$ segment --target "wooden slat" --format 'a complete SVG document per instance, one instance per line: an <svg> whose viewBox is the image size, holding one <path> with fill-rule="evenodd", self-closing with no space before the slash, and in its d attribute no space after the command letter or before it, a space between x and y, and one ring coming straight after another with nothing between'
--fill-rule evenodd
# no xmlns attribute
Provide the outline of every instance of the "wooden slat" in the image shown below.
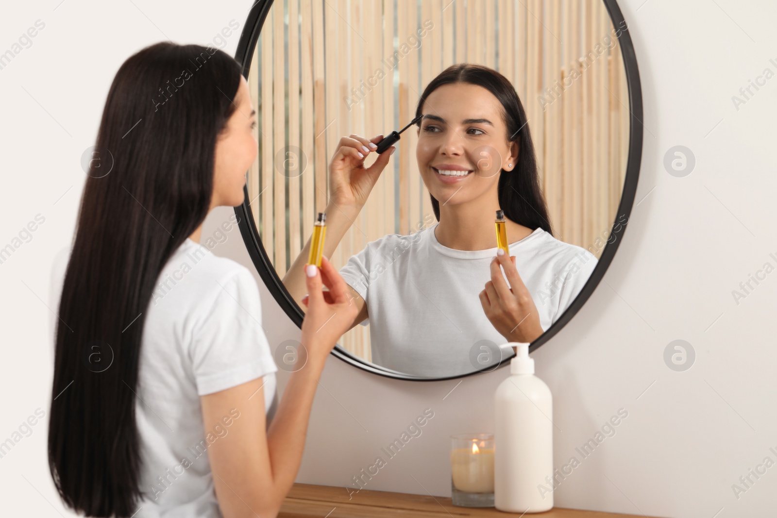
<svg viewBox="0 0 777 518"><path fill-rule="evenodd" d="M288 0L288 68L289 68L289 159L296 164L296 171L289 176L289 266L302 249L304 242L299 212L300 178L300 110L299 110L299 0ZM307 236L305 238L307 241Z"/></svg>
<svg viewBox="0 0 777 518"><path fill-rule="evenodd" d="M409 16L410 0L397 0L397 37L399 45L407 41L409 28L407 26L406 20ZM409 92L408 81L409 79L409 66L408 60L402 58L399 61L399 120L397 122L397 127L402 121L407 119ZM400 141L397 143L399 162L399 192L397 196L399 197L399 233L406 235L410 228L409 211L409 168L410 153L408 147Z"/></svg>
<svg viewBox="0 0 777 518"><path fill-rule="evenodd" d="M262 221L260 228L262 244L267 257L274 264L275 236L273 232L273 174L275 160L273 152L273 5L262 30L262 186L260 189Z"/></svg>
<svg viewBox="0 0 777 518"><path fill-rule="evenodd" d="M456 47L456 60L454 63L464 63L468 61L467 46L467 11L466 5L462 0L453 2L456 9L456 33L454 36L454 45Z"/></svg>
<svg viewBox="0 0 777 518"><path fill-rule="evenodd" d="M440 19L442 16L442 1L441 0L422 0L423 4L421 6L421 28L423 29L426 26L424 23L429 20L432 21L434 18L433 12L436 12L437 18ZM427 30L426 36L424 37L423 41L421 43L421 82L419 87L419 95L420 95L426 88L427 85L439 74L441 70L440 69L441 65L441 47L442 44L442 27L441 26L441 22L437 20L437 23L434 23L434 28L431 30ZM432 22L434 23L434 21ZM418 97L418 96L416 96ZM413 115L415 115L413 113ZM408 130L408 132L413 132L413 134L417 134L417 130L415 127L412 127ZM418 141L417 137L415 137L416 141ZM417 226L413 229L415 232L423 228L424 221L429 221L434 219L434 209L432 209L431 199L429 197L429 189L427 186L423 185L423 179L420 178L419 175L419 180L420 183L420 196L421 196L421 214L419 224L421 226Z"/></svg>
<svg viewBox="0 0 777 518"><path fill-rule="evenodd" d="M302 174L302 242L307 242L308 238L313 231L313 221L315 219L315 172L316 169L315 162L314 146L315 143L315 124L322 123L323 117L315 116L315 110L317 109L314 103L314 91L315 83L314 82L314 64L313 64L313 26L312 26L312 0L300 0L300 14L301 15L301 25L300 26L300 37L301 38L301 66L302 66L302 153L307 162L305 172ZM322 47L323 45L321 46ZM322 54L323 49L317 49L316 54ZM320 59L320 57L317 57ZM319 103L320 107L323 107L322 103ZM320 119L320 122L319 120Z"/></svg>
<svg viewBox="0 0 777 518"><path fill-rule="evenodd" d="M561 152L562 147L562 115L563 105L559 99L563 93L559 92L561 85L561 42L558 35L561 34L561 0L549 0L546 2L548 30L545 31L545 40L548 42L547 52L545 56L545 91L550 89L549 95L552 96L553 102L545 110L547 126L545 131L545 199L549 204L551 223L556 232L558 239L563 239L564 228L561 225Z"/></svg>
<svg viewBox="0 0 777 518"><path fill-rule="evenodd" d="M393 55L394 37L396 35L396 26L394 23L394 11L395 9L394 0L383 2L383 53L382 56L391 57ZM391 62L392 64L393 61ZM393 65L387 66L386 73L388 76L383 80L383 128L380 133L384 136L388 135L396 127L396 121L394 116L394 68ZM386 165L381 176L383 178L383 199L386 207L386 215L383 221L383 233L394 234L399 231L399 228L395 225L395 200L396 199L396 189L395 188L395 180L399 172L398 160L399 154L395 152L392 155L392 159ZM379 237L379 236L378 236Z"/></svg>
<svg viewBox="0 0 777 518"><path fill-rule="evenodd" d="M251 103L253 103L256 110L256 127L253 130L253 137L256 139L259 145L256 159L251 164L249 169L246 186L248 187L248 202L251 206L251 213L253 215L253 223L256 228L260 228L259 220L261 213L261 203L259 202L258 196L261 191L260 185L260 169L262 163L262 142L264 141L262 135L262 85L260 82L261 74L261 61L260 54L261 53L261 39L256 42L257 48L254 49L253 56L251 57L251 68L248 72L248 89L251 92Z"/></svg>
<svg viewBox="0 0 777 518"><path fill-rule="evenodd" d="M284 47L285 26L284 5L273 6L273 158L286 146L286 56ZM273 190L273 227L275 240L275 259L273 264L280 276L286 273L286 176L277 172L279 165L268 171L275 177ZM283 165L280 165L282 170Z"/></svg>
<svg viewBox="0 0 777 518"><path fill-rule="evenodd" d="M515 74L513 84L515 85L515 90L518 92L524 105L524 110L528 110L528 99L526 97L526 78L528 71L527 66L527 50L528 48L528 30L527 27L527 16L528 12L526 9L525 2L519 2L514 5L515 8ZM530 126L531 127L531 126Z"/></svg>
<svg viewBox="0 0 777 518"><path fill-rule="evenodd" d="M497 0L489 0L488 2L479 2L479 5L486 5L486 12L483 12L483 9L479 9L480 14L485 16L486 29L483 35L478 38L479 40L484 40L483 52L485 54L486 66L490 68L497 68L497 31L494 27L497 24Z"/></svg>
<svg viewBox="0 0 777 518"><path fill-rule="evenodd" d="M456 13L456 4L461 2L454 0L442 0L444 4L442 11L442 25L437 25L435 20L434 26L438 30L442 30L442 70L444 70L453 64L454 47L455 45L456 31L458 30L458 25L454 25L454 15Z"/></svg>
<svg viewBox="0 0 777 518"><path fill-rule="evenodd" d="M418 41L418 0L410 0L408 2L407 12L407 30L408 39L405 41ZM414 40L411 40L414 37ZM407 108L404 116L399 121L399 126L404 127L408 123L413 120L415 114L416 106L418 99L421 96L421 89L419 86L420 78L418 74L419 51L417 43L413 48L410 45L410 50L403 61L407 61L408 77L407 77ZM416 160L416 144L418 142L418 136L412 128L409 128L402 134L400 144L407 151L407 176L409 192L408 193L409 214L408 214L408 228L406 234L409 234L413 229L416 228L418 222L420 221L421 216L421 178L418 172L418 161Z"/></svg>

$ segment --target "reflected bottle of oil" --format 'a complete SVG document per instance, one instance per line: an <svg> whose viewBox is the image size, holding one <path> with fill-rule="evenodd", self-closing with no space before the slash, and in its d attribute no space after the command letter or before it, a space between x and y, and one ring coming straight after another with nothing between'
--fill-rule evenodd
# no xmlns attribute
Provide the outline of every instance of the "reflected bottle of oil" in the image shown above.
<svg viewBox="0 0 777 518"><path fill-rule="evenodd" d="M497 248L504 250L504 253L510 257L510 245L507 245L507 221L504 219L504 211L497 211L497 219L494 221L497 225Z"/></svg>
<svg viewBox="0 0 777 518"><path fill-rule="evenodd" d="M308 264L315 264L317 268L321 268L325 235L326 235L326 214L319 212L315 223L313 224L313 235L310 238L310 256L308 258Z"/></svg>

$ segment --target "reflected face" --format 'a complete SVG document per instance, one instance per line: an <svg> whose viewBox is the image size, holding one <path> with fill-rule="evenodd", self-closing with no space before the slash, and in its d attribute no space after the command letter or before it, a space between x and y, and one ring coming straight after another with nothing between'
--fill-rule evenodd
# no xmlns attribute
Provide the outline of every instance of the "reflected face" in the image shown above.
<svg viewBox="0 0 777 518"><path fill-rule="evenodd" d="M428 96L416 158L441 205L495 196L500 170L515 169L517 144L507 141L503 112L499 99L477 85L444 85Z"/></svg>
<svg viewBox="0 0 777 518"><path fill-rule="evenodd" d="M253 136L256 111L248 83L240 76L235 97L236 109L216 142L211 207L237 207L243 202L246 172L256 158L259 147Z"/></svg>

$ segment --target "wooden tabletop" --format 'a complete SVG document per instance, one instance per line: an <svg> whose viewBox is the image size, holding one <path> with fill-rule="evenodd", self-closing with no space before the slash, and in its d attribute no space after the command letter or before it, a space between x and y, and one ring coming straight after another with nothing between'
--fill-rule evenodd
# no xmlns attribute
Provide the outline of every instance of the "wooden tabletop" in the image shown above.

■ Written instruction ■
Reproduce the material verbatim, starting at its first line and stopping after the line that contains "47L456 60L454 63L464". Leave the pictures out.

■ Result below ■
$ segment --target "wooden slat" --format 'a complete SVG document per instance, one instance per line: an <svg> whose viewBox is the image size, holding one <path> with fill-rule="evenodd", self-closing with no space before the slash, and in its d attribute no space after the command letter or before it, a space between x and y, and one ring coming straight after another with nothing between'
--fill-rule evenodd
# no xmlns attribute
Provide the outline of every instance of the "wooden slat" in the image shown below.
<svg viewBox="0 0 777 518"><path fill-rule="evenodd" d="M288 0L288 68L289 68L289 159L296 164L296 171L289 176L289 266L302 249L304 242L299 212L300 178L300 110L299 110L299 0ZM307 236L305 238L307 241Z"/></svg>
<svg viewBox="0 0 777 518"><path fill-rule="evenodd" d="M409 16L410 0L397 0L397 37L399 45L407 41L409 28L407 26L406 20ZM409 92L408 81L409 79L409 66L408 60L402 58L399 61L399 120L397 122L397 127L402 121L407 119ZM400 141L397 143L399 162L399 192L397 196L399 197L399 233L406 235L410 228L409 211L409 168L410 153L408 147Z"/></svg>
<svg viewBox="0 0 777 518"><path fill-rule="evenodd" d="M262 221L260 228L262 244L267 257L274 264L275 236L273 232L273 174L275 160L273 152L273 5L262 30L262 186L260 189Z"/></svg>
<svg viewBox="0 0 777 518"><path fill-rule="evenodd" d="M456 47L456 60L454 63L464 63L468 61L467 46L467 11L466 5L462 0L453 2L456 9L456 33L454 36L454 45Z"/></svg>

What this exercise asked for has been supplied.